====== Teks Sumber ======

Bing, relawan Tzu Chi Surabaya menjelaskan, bedah rumah ini memakan waktu sekitar dua bulan. Saat pembongkaran rumah, relawan bergotong royong dengan warga sekitar.
“Kita libatkan warga sama relawan dari Surabaya, dan dibantu dari Sinar Mas juga. Sebelum dibedah dengan sesudah dibedah bedanya jauh sekali. Rumah sudah rapi, lalu ekonominya juga meningkat. Kesehatan mereka pun ikut meningkat,” kata relawan yang mengetuai Tim Tanggap Darurat Tzu Chi Surabaya ini.
Bedah rumah di Mojokerto ini telah mengubah hidup para penerima bantuan. Siti Mutmainnah (51) tak pernah membayangkan impiannya untuk memiliki rumah yang lebih layak benar-benar terwujud. Karena itu setiap relawan Tzu Chi Surabaya datang berkunjung, air matanya selalu berlinang.
“Saya sangat berterima kasih kepada Buddha Tzu Chi khususnya yang sudah menolong saya. Alhamdulillah apa yang diberikan kepada saya membawa berkah. Membawa berkah itu begini, suami saya ya sudah dapat kerjaan, anak saya selain sekolah juga bisa kuliah. Trus saya sendiri biarpun kerjaannya itu sosial, tapi saya masih dibutuhkan oleh masyarakat. Saya sebagai pemandi jenazah,” kata Siti Mutmainnah.
Siti memiliki dua orang anak. Sebelum rumah dibedah, saat hujan, keluarga ini begitu sengsara. Bocor dan banjir kerap membuat kedinginan, apalagi jika hujan turun pada malam hari.
“Dulu rumah kan masih gedek (anyaman bambu), ya amburadul. Kalau hujan bocornya itu ke mana-mana. Waktu acara peresmian dulu, saya yang memberi sambutan sedikit, saya ucapkan rasa terima kasih saya kepada yayasan karena bisa mengubah hidup saya,” tambah Siti Mutmainnah.
Relawan Bing saat bertamu ke rumah Muntari dan istrinya Karniti, warga Mojokerto yang rumahnya dibedah oleh Tzu Chi Surabaya pada tahun 2010. Lingkungan rumah warga pun menjadi lebih bersih.
Kebahagiaan yang sama juga dirasakan Muntari (85) yang rumahnya tidak jauh dari Siti Mutmainnah. Malahan permintaannya agar rumahnya disekat menjadi dua bagian pun disetujui relawan. Kini Muntari dan istrinya Karniti (72) hidup bersebelahan dengan anaknya yang sudah menikah.

====== Baris Data ======

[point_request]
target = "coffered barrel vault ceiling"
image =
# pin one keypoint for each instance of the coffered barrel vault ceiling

======
====== Baris Data ======

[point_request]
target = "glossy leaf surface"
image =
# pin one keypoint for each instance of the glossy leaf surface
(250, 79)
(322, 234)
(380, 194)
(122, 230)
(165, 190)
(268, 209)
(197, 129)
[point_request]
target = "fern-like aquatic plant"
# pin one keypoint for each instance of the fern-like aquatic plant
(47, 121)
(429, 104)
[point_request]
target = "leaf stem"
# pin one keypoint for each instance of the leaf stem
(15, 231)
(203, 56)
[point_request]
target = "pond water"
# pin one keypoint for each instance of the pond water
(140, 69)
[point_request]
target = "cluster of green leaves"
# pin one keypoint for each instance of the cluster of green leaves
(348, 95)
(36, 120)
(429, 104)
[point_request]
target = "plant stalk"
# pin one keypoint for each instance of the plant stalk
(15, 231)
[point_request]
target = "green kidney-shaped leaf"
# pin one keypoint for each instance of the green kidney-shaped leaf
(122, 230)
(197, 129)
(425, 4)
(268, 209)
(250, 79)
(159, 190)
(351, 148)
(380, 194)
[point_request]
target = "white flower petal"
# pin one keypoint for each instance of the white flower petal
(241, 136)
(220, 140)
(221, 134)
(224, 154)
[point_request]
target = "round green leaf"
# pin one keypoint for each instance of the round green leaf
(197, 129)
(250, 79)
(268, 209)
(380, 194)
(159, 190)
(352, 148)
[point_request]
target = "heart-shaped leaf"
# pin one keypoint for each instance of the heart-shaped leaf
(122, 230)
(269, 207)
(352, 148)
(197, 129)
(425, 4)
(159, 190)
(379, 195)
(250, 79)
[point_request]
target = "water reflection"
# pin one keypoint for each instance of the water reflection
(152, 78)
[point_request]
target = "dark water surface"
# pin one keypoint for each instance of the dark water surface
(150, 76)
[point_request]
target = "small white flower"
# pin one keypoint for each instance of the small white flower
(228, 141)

======
====== Baris Data ======

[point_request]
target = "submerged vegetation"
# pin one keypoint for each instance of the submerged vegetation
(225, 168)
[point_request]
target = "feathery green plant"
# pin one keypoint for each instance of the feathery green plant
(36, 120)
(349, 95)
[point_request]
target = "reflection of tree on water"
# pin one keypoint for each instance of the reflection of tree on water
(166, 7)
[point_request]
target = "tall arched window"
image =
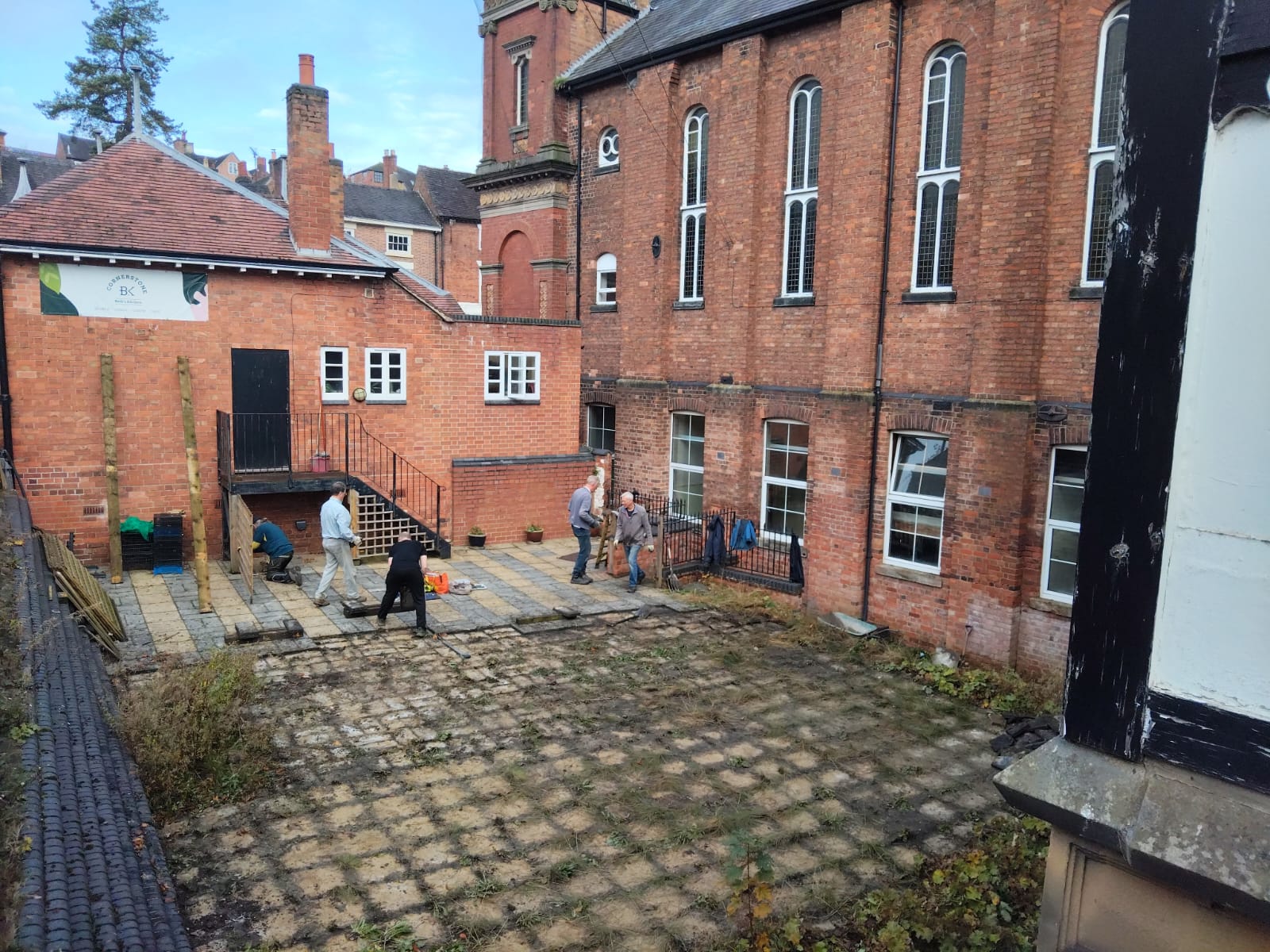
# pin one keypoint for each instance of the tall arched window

======

*Instruksi Kerja*:
- a) Sebutkan semua nama orang yang disebut dalam teks tentang bedah rumah di Mojokerto.
- b) Berapa jumlah baris dalam catatan yang memuat kata "small"? Tuliskan angkanya saja.

*Jawaban di Bawah*:
- a) Bing, Siti Mutmainnah, Muntari, Karniti

- b) 2